Dataset entries
::::::::::

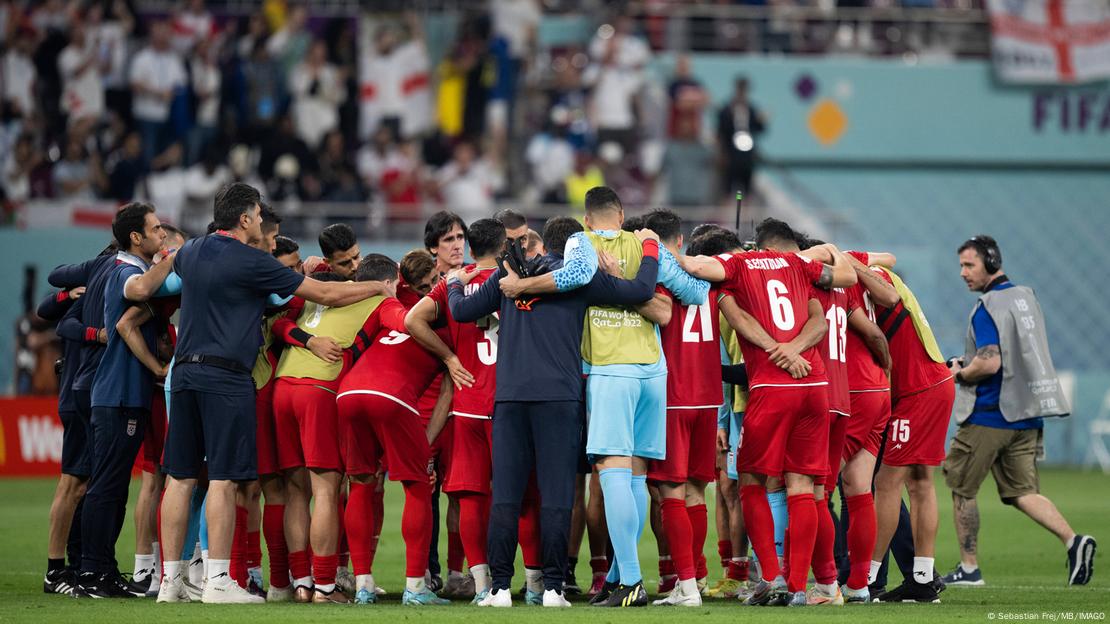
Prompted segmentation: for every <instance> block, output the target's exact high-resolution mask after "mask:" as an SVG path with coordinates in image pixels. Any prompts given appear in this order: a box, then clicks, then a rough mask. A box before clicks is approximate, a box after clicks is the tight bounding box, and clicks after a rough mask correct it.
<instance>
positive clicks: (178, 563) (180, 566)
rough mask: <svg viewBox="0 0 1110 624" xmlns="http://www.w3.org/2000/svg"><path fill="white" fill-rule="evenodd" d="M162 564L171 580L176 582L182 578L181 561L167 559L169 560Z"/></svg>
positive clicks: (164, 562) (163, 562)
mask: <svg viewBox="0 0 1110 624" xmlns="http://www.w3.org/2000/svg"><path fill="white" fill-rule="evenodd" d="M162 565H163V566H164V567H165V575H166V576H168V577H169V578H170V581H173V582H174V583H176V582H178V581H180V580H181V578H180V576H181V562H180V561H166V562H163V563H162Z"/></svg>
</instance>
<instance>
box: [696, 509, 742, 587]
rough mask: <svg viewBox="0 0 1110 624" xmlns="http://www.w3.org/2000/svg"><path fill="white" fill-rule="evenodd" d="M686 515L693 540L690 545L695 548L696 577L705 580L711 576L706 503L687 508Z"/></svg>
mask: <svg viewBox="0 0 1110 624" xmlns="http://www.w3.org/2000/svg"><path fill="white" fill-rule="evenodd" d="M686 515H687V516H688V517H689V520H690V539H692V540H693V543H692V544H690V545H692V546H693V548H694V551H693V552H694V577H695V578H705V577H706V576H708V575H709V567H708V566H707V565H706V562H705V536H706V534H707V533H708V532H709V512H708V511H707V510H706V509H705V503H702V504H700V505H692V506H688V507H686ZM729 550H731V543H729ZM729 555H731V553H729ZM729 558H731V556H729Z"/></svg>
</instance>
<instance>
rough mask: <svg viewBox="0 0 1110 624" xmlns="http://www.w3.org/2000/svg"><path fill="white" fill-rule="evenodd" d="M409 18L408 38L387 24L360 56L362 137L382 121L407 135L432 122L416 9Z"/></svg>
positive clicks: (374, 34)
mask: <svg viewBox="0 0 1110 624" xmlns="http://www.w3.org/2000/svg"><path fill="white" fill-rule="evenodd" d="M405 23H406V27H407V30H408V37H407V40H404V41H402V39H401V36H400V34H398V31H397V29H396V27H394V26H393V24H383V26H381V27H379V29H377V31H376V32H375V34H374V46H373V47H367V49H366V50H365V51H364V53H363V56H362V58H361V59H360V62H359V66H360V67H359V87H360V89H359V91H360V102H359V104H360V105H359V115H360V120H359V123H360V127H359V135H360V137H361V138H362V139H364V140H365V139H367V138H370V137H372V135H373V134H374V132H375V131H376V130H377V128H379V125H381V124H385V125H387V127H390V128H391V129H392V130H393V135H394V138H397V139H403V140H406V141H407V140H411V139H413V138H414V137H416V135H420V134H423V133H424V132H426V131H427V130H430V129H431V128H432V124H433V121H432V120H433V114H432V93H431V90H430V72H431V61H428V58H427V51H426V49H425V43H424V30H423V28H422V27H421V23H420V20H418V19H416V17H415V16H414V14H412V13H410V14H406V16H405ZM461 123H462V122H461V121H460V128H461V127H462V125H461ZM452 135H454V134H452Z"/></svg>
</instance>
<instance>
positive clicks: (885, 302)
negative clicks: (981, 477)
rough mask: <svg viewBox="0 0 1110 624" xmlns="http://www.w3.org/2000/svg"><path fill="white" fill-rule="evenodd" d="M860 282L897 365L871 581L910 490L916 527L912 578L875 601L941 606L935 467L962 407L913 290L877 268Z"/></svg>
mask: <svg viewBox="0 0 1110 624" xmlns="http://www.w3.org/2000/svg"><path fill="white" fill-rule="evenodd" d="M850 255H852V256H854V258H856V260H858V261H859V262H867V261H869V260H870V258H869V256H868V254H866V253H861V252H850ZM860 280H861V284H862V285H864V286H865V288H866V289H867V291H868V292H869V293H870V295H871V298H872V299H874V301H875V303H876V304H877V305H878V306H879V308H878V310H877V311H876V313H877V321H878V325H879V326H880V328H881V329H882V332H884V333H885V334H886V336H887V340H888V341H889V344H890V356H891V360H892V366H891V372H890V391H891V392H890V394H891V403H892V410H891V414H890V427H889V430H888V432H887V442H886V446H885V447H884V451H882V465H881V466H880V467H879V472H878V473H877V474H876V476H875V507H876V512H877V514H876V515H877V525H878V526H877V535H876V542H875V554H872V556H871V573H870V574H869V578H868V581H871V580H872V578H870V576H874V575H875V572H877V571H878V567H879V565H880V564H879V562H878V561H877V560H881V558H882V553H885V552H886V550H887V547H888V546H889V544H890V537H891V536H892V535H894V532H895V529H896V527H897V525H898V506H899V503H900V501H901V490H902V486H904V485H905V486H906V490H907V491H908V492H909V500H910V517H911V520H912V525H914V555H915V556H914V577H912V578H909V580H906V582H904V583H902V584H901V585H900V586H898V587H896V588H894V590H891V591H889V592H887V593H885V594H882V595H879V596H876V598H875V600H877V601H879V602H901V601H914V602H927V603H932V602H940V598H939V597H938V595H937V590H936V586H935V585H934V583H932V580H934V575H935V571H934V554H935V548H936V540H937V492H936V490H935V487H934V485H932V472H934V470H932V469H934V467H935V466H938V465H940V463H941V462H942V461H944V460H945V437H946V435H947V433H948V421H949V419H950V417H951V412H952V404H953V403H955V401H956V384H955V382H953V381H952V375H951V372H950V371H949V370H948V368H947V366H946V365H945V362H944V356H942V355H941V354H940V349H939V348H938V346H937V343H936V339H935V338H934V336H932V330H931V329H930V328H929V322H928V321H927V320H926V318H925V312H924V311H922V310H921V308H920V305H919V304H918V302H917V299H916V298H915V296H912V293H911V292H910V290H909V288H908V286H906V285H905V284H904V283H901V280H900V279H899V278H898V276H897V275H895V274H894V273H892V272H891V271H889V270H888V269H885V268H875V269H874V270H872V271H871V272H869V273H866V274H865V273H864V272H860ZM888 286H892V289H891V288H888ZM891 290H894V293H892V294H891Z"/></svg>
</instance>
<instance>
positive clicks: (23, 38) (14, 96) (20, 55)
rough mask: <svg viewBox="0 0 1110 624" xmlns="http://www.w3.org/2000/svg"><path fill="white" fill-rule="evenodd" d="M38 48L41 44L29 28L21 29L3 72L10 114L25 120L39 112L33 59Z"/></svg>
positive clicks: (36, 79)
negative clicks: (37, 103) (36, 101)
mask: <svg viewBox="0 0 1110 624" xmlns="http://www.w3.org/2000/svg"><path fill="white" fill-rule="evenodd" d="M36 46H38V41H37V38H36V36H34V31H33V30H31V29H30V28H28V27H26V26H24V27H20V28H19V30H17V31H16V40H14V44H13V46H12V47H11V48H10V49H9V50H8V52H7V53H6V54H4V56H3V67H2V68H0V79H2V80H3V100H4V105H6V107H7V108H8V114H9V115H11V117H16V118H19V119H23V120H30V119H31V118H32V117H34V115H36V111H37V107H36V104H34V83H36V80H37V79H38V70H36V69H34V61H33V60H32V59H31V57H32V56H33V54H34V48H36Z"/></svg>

::::::::::

Exercise directions. Copy out the data verbatim, with no pictures.

Worked solution.
Prompted segmentation: for every <instance> block, output the target's exact high-resolution mask after "mask:" as an SVG path with coordinates in image pixels. Any prompts given appear in this order: a box, then clicks, then a rough mask. A box before clicks is approximate, a box after clicks is the tight bounding box, and clicks after a rough mask correct it.
<instance>
positive clicks: (178, 563) (180, 566)
rough mask: <svg viewBox="0 0 1110 624" xmlns="http://www.w3.org/2000/svg"><path fill="white" fill-rule="evenodd" d="M162 564L171 580L176 582L182 578L181 561L167 559L169 560Z"/></svg>
positive clicks: (164, 562) (163, 562)
mask: <svg viewBox="0 0 1110 624" xmlns="http://www.w3.org/2000/svg"><path fill="white" fill-rule="evenodd" d="M162 565H163V566H164V567H165V575H166V576H168V577H169V578H170V581H173V582H174V583H176V582H178V581H180V580H181V578H180V576H181V562H180V561H166V562H163V563H162Z"/></svg>
</instance>
<instance>
box: [696, 509, 742, 587]
rough mask: <svg viewBox="0 0 1110 624" xmlns="http://www.w3.org/2000/svg"><path fill="white" fill-rule="evenodd" d="M686 515L693 540L690 545L695 548L696 577L705 580L711 576L706 503L687 508Z"/></svg>
mask: <svg viewBox="0 0 1110 624" xmlns="http://www.w3.org/2000/svg"><path fill="white" fill-rule="evenodd" d="M686 515H687V516H688V517H689V520H690V539H692V540H693V543H692V544H690V545H692V546H693V548H694V551H693V552H694V577H695V578H705V577H706V576H708V575H709V567H708V566H707V565H706V562H705V536H706V534H707V533H708V532H709V512H708V511H707V510H706V509H705V503H702V504H700V505H692V506H688V507H686ZM729 550H731V543H729ZM729 555H731V553H729ZM729 558H731V556H729Z"/></svg>
</instance>
<instance>
rough mask: <svg viewBox="0 0 1110 624" xmlns="http://www.w3.org/2000/svg"><path fill="white" fill-rule="evenodd" d="M409 18L408 38L387 24L360 56L362 137L382 121L407 135L432 122L416 9Z"/></svg>
positive clicks: (374, 34)
mask: <svg viewBox="0 0 1110 624" xmlns="http://www.w3.org/2000/svg"><path fill="white" fill-rule="evenodd" d="M405 23H406V27H407V30H408V37H407V40H404V41H402V39H401V36H400V34H398V31H397V29H396V27H394V26H393V24H383V26H381V27H379V29H377V31H376V32H375V34H374V46H373V47H367V49H366V50H365V51H364V53H363V56H362V58H361V59H360V62H359V66H360V67H359V87H360V89H359V91H360V102H359V104H360V105H359V115H360V120H359V123H360V127H359V135H360V137H361V138H362V139H364V140H365V139H367V138H370V137H372V135H373V134H374V132H375V131H376V130H377V128H379V125H381V124H385V125H387V127H390V128H391V129H392V130H393V135H394V138H397V139H403V140H406V141H407V140H411V139H413V138H414V137H416V135H420V134H423V133H424V132H426V131H427V130H430V129H431V128H432V124H433V121H432V120H433V114H432V93H431V90H430V72H431V61H428V58H427V51H426V49H425V43H424V30H423V28H422V27H421V23H420V20H418V19H416V17H415V16H414V14H412V13H410V14H406V16H405ZM461 123H462V122H461V121H460V128H461V127H462V125H461ZM452 135H454V134H452Z"/></svg>
</instance>
<instance>
positive clicks: (885, 302)
negative clicks: (981, 477)
rough mask: <svg viewBox="0 0 1110 624" xmlns="http://www.w3.org/2000/svg"><path fill="white" fill-rule="evenodd" d="M860 282L897 365L871 581L910 490L916 527L912 578L875 601L941 606L935 467L962 407L913 290L877 268Z"/></svg>
mask: <svg viewBox="0 0 1110 624" xmlns="http://www.w3.org/2000/svg"><path fill="white" fill-rule="evenodd" d="M850 255H852V256H854V258H856V260H858V261H859V262H867V261H869V260H870V258H869V256H868V254H866V253H861V252H850ZM860 280H861V284H862V285H864V286H865V288H866V289H867V291H868V292H869V293H870V295H871V298H872V299H874V301H875V303H876V304H877V305H878V306H879V308H878V310H877V311H876V313H877V321H878V325H879V326H880V328H881V329H882V332H884V333H885V334H886V336H887V340H888V341H889V344H890V356H891V360H892V366H891V372H890V391H891V392H890V394H891V403H892V410H891V414H890V427H889V430H888V432H887V442H886V446H885V447H884V451H882V465H881V466H880V467H879V472H878V473H877V474H876V476H875V507H876V512H877V514H876V515H877V525H878V526H877V535H876V542H875V554H872V556H871V573H870V574H869V578H868V581H871V580H872V578H870V576H874V575H875V572H877V571H878V567H879V565H880V564H879V562H878V561H877V560H881V558H882V553H885V552H886V550H887V547H888V546H889V544H890V537H891V536H892V535H894V532H895V529H896V527H897V525H898V506H899V503H900V501H901V490H902V486H904V485H905V486H906V490H907V491H908V492H909V500H910V517H911V520H912V525H914V555H915V556H914V577H912V578H909V580H906V582H904V583H902V584H901V585H900V586H898V587H896V588H894V590H891V591H889V592H887V593H885V594H882V595H879V596H876V598H875V600H877V601H879V602H901V601H914V602H927V603H932V602H940V598H939V597H938V595H937V590H936V586H935V585H934V583H932V580H934V575H935V571H934V554H935V548H936V540H937V492H936V490H935V487H934V485H932V472H934V470H932V469H934V467H935V466H938V465H940V463H941V462H942V461H944V460H945V437H946V435H947V433H948V421H949V419H950V417H951V412H952V404H953V403H955V401H956V384H955V382H953V381H952V375H951V372H950V371H949V370H948V368H947V366H946V365H945V362H944V356H942V355H941V354H940V349H939V348H938V346H937V343H936V339H935V338H934V336H932V330H931V329H930V328H929V322H928V321H927V320H926V318H925V312H924V311H922V310H921V308H920V305H919V304H918V302H917V299H916V298H915V296H912V293H911V292H910V290H909V288H908V286H906V285H905V284H904V283H901V280H900V279H899V278H898V276H897V275H895V274H894V273H892V272H891V271H889V270H888V269H885V268H875V269H874V270H872V271H871V272H869V273H866V274H865V273H864V272H860ZM888 286H892V289H891V288H888ZM891 290H894V293H892V294H891Z"/></svg>
</instance>
<instance>
positive clicks: (23, 38) (14, 96) (20, 55)
rough mask: <svg viewBox="0 0 1110 624" xmlns="http://www.w3.org/2000/svg"><path fill="white" fill-rule="evenodd" d="M38 48L41 44L29 28L21 29L3 72L10 114L25 120L39 112L33 59Z"/></svg>
positive clicks: (36, 79)
negative clicks: (37, 103) (36, 101)
mask: <svg viewBox="0 0 1110 624" xmlns="http://www.w3.org/2000/svg"><path fill="white" fill-rule="evenodd" d="M36 46H38V41H37V38H36V36H34V31H33V30H31V29H30V28H28V27H26V26H24V27H20V28H19V30H17V31H16V40H14V44H13V46H12V47H11V48H10V49H9V50H8V52H7V53H6V54H4V56H3V67H2V68H0V79H2V80H3V100H4V105H6V107H7V108H8V114H9V115H11V117H16V118H19V119H23V120H30V119H31V118H32V117H34V115H36V111H37V107H36V104H34V83H36V80H37V79H38V70H36V69H34V61H33V60H32V59H31V57H32V56H33V54H34V48H36Z"/></svg>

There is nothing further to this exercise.